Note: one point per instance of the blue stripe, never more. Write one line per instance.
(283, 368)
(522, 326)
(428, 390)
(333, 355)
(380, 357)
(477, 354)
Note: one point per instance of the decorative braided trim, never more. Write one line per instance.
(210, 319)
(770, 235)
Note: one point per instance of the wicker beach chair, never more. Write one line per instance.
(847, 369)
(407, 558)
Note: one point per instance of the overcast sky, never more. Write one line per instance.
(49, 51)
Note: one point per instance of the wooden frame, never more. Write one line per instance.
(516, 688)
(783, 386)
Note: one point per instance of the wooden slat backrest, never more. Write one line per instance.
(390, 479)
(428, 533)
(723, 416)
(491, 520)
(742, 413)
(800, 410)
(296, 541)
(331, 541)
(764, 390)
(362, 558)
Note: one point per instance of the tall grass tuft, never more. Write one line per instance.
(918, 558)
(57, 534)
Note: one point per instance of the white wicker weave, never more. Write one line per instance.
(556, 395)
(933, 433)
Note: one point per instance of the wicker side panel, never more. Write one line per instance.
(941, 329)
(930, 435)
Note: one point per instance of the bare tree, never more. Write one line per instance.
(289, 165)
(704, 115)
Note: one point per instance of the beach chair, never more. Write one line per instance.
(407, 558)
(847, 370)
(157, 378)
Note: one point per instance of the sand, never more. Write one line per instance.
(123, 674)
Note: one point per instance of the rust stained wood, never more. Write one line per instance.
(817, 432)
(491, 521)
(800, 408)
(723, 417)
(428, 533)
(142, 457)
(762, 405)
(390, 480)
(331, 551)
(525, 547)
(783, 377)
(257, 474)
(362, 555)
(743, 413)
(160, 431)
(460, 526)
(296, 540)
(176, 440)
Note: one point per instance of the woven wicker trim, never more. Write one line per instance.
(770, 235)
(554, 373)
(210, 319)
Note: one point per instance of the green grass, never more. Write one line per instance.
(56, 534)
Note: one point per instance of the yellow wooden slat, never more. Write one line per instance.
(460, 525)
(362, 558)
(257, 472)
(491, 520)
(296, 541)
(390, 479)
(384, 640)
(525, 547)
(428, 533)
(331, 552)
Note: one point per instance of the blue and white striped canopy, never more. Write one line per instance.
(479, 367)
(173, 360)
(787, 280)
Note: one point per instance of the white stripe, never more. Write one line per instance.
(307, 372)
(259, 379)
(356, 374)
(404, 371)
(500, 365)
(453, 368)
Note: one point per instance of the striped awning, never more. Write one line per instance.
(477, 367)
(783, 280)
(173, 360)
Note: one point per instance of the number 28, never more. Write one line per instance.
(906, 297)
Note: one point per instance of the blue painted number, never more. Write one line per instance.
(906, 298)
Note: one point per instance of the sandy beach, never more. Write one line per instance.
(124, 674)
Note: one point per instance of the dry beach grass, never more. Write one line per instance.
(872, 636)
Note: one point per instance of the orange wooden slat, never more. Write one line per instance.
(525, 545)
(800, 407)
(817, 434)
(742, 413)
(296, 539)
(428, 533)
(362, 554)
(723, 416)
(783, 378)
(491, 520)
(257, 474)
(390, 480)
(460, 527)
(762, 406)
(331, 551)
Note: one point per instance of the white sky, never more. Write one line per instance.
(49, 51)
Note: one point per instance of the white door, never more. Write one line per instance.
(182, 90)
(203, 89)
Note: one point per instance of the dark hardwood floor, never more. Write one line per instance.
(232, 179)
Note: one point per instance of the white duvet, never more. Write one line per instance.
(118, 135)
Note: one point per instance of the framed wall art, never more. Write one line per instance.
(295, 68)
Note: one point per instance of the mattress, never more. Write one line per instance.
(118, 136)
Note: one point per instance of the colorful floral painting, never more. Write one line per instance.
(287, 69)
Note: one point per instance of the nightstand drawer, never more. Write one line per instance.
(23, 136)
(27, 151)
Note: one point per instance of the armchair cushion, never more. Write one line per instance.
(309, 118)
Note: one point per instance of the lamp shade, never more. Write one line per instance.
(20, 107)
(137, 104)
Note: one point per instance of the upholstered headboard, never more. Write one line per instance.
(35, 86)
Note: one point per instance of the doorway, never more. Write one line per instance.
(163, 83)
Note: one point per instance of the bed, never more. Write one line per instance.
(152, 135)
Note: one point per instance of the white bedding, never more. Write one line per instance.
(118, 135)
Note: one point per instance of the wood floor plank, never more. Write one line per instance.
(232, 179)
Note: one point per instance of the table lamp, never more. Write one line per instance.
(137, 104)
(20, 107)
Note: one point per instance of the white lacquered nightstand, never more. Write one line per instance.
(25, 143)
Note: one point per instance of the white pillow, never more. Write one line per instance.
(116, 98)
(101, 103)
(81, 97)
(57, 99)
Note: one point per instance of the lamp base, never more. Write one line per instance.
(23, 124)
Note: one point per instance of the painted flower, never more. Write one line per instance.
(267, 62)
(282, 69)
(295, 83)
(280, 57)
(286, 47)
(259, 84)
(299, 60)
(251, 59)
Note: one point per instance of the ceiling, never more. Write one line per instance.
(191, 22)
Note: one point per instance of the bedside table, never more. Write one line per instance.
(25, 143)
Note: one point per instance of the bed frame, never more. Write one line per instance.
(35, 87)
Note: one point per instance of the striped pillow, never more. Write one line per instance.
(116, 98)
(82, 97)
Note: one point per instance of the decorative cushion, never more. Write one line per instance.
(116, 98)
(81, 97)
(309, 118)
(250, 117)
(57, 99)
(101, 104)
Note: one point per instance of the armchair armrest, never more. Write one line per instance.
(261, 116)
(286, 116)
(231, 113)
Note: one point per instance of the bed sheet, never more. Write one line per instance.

### What this task involves
Copy all of the data above line for line, changing nothing.

### Reply to the exercise
Note: one point per instance of the blue stripe, never more. Write one line per instance.
(283, 368)
(522, 326)
(428, 390)
(333, 355)
(380, 357)
(477, 354)
Note: one point per instance of the decorative braided trim, never more. Write one line per instance.
(210, 319)
(770, 235)
Note: one point per instance of the wicker beach chair, never more. Write one line per instance.
(847, 369)
(407, 558)
Note: one point per instance of the overcast sky, never more. Write one line per instance.
(49, 51)
Note: one point per instance of the wooden frame, never more. Write one line per instance.
(516, 688)
(783, 386)
Note: one point per instance of the wooden slat backrest, never more. Write one line per instance.
(390, 479)
(428, 533)
(723, 416)
(491, 520)
(742, 413)
(800, 410)
(296, 541)
(331, 541)
(764, 390)
(362, 558)
Note: one point per instance of the tall grass tuft, never more. Write one line per instance.
(918, 558)
(57, 534)
Note: one point per instance of the white wicker weave, never more. Write one line per instance.
(556, 395)
(933, 433)
Note: one point per instance of the wicker side panel, never more. Write one line per instance.
(941, 329)
(930, 435)
Note: one point per instance of the bare tree, never more. Write one line per instance.
(289, 165)
(704, 115)
Note: one point per instance of the beach chair, never more. Write one line per instance.
(407, 558)
(847, 370)
(157, 378)
Note: one point per instance of the sand, never more. Write one line per instance.
(123, 674)
Note: one point per instance of the rust stained wood, never more. Write one line per instance.
(817, 432)
(491, 521)
(800, 408)
(723, 417)
(428, 533)
(142, 457)
(762, 405)
(390, 480)
(331, 551)
(525, 547)
(783, 377)
(257, 474)
(362, 555)
(743, 413)
(160, 431)
(460, 526)
(296, 540)
(176, 440)
Note: one point per instance of the woven wicker trim, never more. Write one line per instance.
(770, 235)
(554, 373)
(210, 319)
Note: one point per instance of the green grass, never more. Write one line per instance.
(56, 534)
Note: one point per instance of the yellow wooden slat, never more. Write one line per instance.
(460, 525)
(362, 558)
(257, 472)
(491, 520)
(296, 541)
(390, 479)
(384, 640)
(525, 547)
(428, 533)
(331, 552)
Note: one point per instance of the blue and white striped canopy, never more. Write one line per instance.
(479, 367)
(173, 360)
(787, 280)
Note: one point per instance of the white stripe, never more. Write one line per instance.
(307, 372)
(259, 379)
(356, 374)
(404, 371)
(500, 365)
(453, 368)
Note: one point per instance of the striped awning, never more. Write one line per instance.
(477, 367)
(783, 280)
(173, 360)
Note: one point per instance of the number 28, never more. Write one line per instance.
(906, 297)
Note: one point per instance of the blue painted number, never more. Write one line per instance.
(906, 298)
Note: one point per instance of the sandy beach, never more. Write one line per instance.
(124, 674)
Note: one point per instance of the dry beach grass, never more. Write one line per instance.
(872, 636)
Note: one point per instance of the orange wooden slat, never more. Write one line per instance.
(525, 545)
(800, 407)
(817, 434)
(742, 413)
(296, 539)
(428, 533)
(362, 554)
(723, 416)
(783, 378)
(491, 520)
(257, 474)
(390, 480)
(460, 527)
(762, 406)
(331, 551)
Note: one point per instance of the white sky, never more. Write one line per instance.
(49, 51)
Note: one point per instance of the white door, never more. Write one line per instance.
(182, 90)
(203, 89)
Note: one point per instance of the dark hardwood floor, never more. Write one line per instance.
(232, 179)
Note: one point per instance of the white duvet, never more. Write one line per instance.
(118, 135)
Note: one point per instance of the framed wall art, never more. Write one line per instance.
(295, 68)
Note: one point per instance of the mattress, never more. Write one line per instance.
(118, 136)
Note: one point per instance of the colorful floral painting, never more. Write one line per instance.
(287, 69)
Note: one point per instance of the nightstand drawer, never more. Write one line per instance.
(23, 136)
(27, 151)
Note: one point per instance of the armchair cushion, never more. Write one line per instance.
(309, 118)
Note: one point per instance of the lamp shade, never more. Write one line per instance.
(20, 107)
(137, 104)
Note: one point per instance of the upholstered headboard, never more. Write one line per instance.
(35, 86)
Note: one point per instance of the doorway, never more. Write one line per instance.
(163, 83)
Note: one point per instance of the bed, never more. Write one line per instance.
(152, 135)
Note: one point per instance of the white bedding, never more. Write one line per instance.
(118, 135)
Note: one point per instance of the wood floor plank, never more. Write one line per instance.
(232, 179)
Note: one point per instance of the table lamp, never more. Write one line per instance.
(137, 104)
(20, 107)
Note: one point per instance of the white lacquered nightstand, never more. Write one line per instance.
(25, 143)
Note: one point per instance of the white pillow, never more. Write one line per instance.
(116, 98)
(101, 103)
(81, 97)
(57, 99)
Note: one point per instance of the lamp base, never more. Write one line per instance.
(23, 124)
Note: one point per instance of the painted flower, never more. Write one line per instance.
(267, 62)
(282, 69)
(295, 83)
(280, 57)
(286, 47)
(259, 84)
(299, 60)
(251, 59)
Note: one point per instance of the ceiling, never more. Write one line per instance.
(191, 22)
Note: one point per instance of the bedside table, never more. Write one line per instance.
(25, 143)
Note: one point per instance of the bed frame, never more. Write one line per instance.
(35, 87)
Note: one point per instance of the striped pillow, never more. Write one line per instance.
(116, 98)
(82, 97)
Note: one point per instance of the decorative cushion, never more. Write one line per instance.
(116, 98)
(81, 97)
(309, 118)
(250, 117)
(57, 99)
(101, 104)
Note: one point per instance of the armchair armrest, never more. Write one line per instance.
(261, 116)
(286, 116)
(231, 113)
Note: one point per instance of the bed sheet, never more. Write one line per instance.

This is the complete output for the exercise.